◆ Work order A: List the three organizations named in the passage on AI and application development.
◆ Work order B: From the passage on AI and application development, reproduce the stretch from "Application development is" through "only accelerate chaos." word for word.
== Passage
Application development is moving faster than ever. Between tighter release cadences, exploding generative AI use, and increasing demand for real-time digital experiences, developers are feeling the pressure to deliver more, faster—and with fewer people. But here’s the hard truth: AI doesn’t replace good engineering. If your CI/CD pipelines are brittle, your infrastructure is inconsistent, or your API strategy is undefined, AI will only accelerate chaos.
That’s one of the takeaways from a recent podcast conversation between Paul Nashawaty, Practice Lead at theCUBE Research and Founder at Efficiently Connected, and Richard Seroter, Chief Evangelist at Google Cloud. The discussion zeroed in on where AI helps, where it falls short, and why developers need solid platform engineering more than ever.
“The AI works for me—I don’t work for the AI,” Seroter emphasized. “There’s still ownership we have to take.”
====
== Supplied data
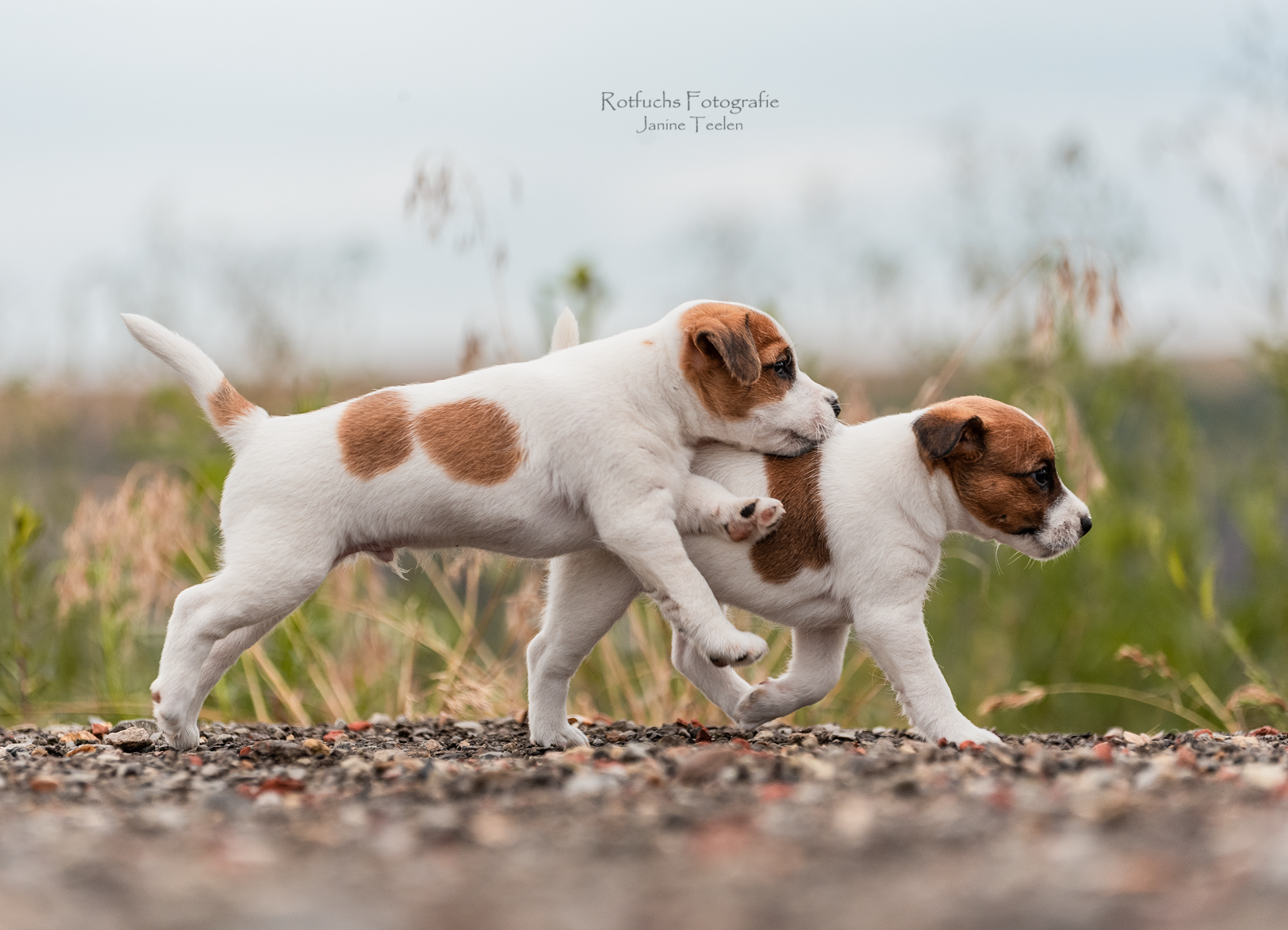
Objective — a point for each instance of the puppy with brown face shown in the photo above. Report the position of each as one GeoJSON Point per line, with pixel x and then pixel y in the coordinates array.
====
== Supplied data
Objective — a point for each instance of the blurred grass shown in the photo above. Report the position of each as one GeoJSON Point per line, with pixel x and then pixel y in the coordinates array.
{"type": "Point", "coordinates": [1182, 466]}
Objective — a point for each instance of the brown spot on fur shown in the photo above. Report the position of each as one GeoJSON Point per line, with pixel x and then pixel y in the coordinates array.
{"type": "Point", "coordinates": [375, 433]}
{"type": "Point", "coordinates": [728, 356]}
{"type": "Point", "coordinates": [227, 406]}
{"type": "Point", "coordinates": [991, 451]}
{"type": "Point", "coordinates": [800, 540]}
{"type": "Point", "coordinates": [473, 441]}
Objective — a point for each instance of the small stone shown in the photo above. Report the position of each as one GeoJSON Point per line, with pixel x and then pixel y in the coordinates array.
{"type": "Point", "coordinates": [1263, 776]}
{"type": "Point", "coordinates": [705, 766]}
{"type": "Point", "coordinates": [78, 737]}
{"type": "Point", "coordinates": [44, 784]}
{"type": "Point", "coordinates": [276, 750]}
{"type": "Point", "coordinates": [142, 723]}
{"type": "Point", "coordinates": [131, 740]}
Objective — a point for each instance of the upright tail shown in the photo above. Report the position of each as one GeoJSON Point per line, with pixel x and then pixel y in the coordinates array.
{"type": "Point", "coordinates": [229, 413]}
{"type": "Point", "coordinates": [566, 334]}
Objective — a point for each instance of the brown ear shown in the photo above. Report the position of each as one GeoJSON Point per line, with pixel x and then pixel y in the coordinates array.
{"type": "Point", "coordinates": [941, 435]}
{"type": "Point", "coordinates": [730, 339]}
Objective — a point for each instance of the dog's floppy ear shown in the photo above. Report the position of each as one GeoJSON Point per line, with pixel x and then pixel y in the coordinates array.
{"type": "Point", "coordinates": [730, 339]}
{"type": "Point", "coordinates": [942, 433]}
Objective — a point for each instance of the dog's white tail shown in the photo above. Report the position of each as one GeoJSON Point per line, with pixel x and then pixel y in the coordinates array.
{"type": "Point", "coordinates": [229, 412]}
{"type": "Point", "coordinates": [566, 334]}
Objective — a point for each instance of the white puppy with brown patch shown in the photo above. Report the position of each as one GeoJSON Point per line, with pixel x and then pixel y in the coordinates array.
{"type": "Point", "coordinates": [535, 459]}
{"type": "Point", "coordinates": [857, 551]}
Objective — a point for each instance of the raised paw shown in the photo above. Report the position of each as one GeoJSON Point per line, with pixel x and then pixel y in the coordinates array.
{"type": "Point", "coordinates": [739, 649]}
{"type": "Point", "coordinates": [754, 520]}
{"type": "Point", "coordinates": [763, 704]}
====
== Supplied data
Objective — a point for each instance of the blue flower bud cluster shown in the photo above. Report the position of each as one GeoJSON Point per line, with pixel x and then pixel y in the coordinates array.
====
◆ Written solution A: theCUBE Research, Efficiently Connected, Google Cloud

◆ Written solution B:
Application development is moving faster than ever. Between tighter release cadences, exploding generative AI use, and increasing demand for real-time digital experiences, developers are feeling the pressure to deliver more, faster—and with fewer people. But here’s the hard truth: AI doesn’t replace good engineering. If your CI/CD pipelines are brittle, your infrastructure is inconsistent, or your API strategy is undefined, AI will only accelerate chaos.